■ **What you have to do**
Repeat the whole of the data, keeping every detail the same.

■ **Data shown**
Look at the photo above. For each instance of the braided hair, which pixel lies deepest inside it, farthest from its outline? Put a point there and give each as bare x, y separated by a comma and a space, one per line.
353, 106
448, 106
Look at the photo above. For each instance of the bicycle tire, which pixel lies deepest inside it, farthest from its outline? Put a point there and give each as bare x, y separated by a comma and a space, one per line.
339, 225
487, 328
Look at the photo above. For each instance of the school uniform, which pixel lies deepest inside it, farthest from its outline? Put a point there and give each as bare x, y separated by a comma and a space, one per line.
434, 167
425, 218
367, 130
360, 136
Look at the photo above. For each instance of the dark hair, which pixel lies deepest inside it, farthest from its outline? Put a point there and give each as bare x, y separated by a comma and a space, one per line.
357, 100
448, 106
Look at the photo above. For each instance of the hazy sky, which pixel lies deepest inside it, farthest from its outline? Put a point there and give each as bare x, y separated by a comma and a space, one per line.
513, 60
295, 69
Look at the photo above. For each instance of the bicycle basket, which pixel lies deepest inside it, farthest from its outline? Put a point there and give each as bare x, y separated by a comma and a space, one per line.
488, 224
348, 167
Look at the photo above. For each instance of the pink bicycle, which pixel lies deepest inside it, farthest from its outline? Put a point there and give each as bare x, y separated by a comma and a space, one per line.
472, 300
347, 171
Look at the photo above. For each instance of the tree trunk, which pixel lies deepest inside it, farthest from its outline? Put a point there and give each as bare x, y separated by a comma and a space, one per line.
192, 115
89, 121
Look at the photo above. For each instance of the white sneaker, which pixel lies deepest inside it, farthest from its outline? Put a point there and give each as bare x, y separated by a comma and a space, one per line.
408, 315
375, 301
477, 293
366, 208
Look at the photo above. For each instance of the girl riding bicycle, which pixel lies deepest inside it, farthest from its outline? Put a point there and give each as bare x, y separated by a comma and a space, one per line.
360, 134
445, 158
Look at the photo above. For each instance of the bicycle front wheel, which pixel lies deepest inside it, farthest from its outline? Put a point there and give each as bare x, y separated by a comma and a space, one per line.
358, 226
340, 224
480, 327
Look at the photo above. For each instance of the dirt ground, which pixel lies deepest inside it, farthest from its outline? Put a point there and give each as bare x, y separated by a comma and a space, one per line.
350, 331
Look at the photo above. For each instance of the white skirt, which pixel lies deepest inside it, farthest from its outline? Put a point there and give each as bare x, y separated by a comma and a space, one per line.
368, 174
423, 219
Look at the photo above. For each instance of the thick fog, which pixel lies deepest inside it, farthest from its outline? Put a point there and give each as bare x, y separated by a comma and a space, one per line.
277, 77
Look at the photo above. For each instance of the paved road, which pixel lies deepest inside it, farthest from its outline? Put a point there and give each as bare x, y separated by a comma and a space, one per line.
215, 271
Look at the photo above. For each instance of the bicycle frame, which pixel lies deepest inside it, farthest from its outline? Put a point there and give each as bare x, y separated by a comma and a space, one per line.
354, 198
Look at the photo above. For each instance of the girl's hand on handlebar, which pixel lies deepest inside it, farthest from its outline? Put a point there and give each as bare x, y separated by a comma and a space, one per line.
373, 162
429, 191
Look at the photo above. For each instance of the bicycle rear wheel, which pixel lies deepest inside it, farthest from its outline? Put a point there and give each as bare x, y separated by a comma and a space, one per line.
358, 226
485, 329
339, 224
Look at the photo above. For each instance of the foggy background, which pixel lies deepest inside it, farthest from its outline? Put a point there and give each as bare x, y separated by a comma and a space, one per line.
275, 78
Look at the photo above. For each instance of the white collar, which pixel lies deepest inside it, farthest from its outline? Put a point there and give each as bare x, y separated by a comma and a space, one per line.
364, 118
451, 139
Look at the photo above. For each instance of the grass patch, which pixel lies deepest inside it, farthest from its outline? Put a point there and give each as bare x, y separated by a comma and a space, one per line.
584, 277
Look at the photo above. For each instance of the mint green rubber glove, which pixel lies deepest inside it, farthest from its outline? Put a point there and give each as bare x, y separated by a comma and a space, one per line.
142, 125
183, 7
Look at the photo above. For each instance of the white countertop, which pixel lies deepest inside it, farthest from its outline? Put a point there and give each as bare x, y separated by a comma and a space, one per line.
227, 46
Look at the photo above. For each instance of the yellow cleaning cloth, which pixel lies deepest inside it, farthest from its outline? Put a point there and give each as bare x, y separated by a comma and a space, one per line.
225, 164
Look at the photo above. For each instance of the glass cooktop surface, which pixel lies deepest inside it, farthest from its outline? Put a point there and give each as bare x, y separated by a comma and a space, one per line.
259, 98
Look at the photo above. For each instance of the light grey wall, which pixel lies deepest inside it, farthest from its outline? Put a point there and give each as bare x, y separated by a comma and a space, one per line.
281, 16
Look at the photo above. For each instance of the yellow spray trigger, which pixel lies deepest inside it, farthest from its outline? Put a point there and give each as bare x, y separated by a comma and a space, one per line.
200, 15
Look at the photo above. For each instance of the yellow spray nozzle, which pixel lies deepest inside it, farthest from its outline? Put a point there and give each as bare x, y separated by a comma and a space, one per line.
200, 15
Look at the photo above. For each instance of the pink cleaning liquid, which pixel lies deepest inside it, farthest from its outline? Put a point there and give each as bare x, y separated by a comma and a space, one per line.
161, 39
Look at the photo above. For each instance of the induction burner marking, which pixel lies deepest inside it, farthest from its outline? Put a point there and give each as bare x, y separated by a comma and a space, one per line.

■ **Correct result**
Look at the photo above. For each instance of the braided hair, which pixel lies deepest inside it, farthest from its outline? Put a point there and give each as bare x, y separated by a comma and a space, one per line.
353, 106
448, 106
Look at the photo above. For each instance of the bicycle tire, which pixel lies deepest inside it, farthest from its outline? Put a point there and give each as bare x, y separated by a comma and a space, one per line.
339, 225
487, 328
Look at the photo above. For each instance of the school uniform, which pixel lies deepest inside it, farthest from its outline? Put a point there and give each as bare x, y separated by a comma and a space, one per line.
434, 167
425, 218
367, 130
360, 136
Look at the photo above. For each instance of the dark hair, which pixel lies deepest inside it, farthest from its outline? Put a point there and give each as bare x, y separated by a comma and a space, one per line.
357, 100
448, 106
Look at the photo above. For each instance of the hazy sky, which pixel lies deepest inside it, farthest from its outline? Put a point there and give each as bare x, y separated by a comma and a space, one per line.
513, 60
295, 69
Look at the photo above. For each instance of the bicycle basket, which pixel lies deepest inside it, farthest from its outline? Put a point there and give each as bare x, y separated by a comma and a space, one per line.
488, 224
348, 167
Look at the photo above. For each instance of the pink bicycle, which pixel lies deepest inside it, farthest from its outline? Put a point there and give each as bare x, y separated by a comma and a space, one per line.
472, 300
347, 171
Look at the photo above. For each instance of the tree trunk, which pixel lies deepest inside it, farthest from its outline? Put a point there and give each as bare x, y separated by a comma and a space, one per line.
192, 115
89, 121
Look at the photo above. For each instance of the white sneaker, which pixel lies deepest inside it, farthest from its outline? Put a point there and give each as bare x, y separated by a comma and a space, one per line.
408, 315
375, 301
477, 293
366, 208
Look at the photo above. For each instance of the girl riding bicycle, which pixel lies deepest inside it, farthest from its outline? Put a point there and give each as bare x, y separated by a comma and a space, one per line.
360, 134
445, 158
Look at the photo above. For each instance of the bicycle front wheel, which pixel lies deepest inside it, farthest from its outline? Put a point there and give each as bare x, y separated by a comma and a space, one per line.
358, 226
340, 224
480, 327
Look at the photo above. For each instance of the dirt ground, which pixel lies deepest inside it, farthest from its outline? Put a point there and give each as bare x, y separated by a comma and a space, one per line.
350, 331
Look at the photo above. For each instance of the white skirt, which pixel lies deepest inside it, farthest from its outline? Put a point there and give each as bare x, y separated by a comma and a space, one per line.
368, 174
423, 219
Look at the photo above. For each instance of the thick fog, which pixel lies deepest inside it, farthest from its outline? Put a point there and give each as bare x, y separated by a comma and a space, one per line.
277, 77
Look at the photo above. For each instance of the paved road, which pixel lies deepest inside it, farthest from its outline? Put a point there and give each as bare x, y separated by a comma and a space, one per line.
215, 271
Look at the photo above. For each instance of the bicycle frame, which pixel lies deepest inside it, farthest from its outline? Put a point there and give each as bare x, y separated by a comma and a space, one per line.
354, 198
Look at the photo above. For each instance of the girl's hand on handlebar, which pixel lies deepest inside it, farthest from its outline? Put a point there and give each as bare x, y separated by a comma and a space, one per line.
373, 162
429, 191
Look at the photo above. For each instance of the bicycle rear wheel, which pixel lies deepest inside it, farthest from its outline? Put a point there and give each as bare x, y separated by a comma and a space, one per line.
358, 226
485, 329
339, 224
Look at the photo above. For each instance of the foggy background, which pixel lies deepest inside it, farthest from its outline? Put a point there and give each as bare x, y separated by a comma and a space, one per line.
275, 78
Look at the photo above. For each instance of the white collar, which pixel lies deepest inside it, farthest from its outline? Put a point there and give each as bare x, y separated by a comma and a space, one per line.
364, 118
451, 139
Look at the photo above. For each instance of the grass patch, which pixel lies deepest inside it, farthest from its outline? Put a point there and give each as bare x, y separated by a comma and a space, one per line.
584, 277
Look at the photo above. For each instance of the mint green rubber glove, which pixel lies deepest inside it, farthest from its outline? Put a point there and give each as bare x, y separated by a comma and a space, one per line.
142, 125
183, 7
Look at the photo above. For each instance of the white countertop, which pixel lies deepest inside it, farthest from its outline? Put a point there and give each as bare x, y separated by a comma and a space, one per line.
227, 46
Look at the photo above. For each instance of the yellow cleaning cloth, which pixel lies deepest inside it, farthest from its outline? Put a point there and give each as bare x, y separated by a comma and a space, one per line.
225, 164
Look at the photo above. For each instance of the glass cooktop surface, which pixel lies deepest inside it, farthest from its outline? Put a point there and give each as bare x, y separated by a comma and a space, one per line.
259, 98
Look at the photo above. For each instance of the light grey wall, which pixel lies deepest inside it, farthest from its outline? Put a point there and give each as bare x, y separated by a comma and a space, one per line.
281, 16
Look at the photo above. For each instance of the yellow spray trigger, which pixel lies deepest inside it, farthest from its outline? Put a point there and give each as bare x, y separated by a comma and a space, one per line.
200, 15
Look at the photo above. For each instance of the yellow spray nozzle, which pixel lies deepest inside it, farthest from its outline? Put a point there and give each as bare x, y separated by a comma and a space, one per line.
200, 15
Look at the photo above. For each instance of the pink cleaning liquid, which pixel lies deepest inside it, farthest from its outline? Put a point there and give each as bare x, y separated by a comma and a space, one per line.
161, 39
Look at the photo above. For each instance of the induction burner marking, which pixel lies deepest inside it, farthest from its outline? Put a point there and give each as bare x, y separated by a comma and a space, one per line.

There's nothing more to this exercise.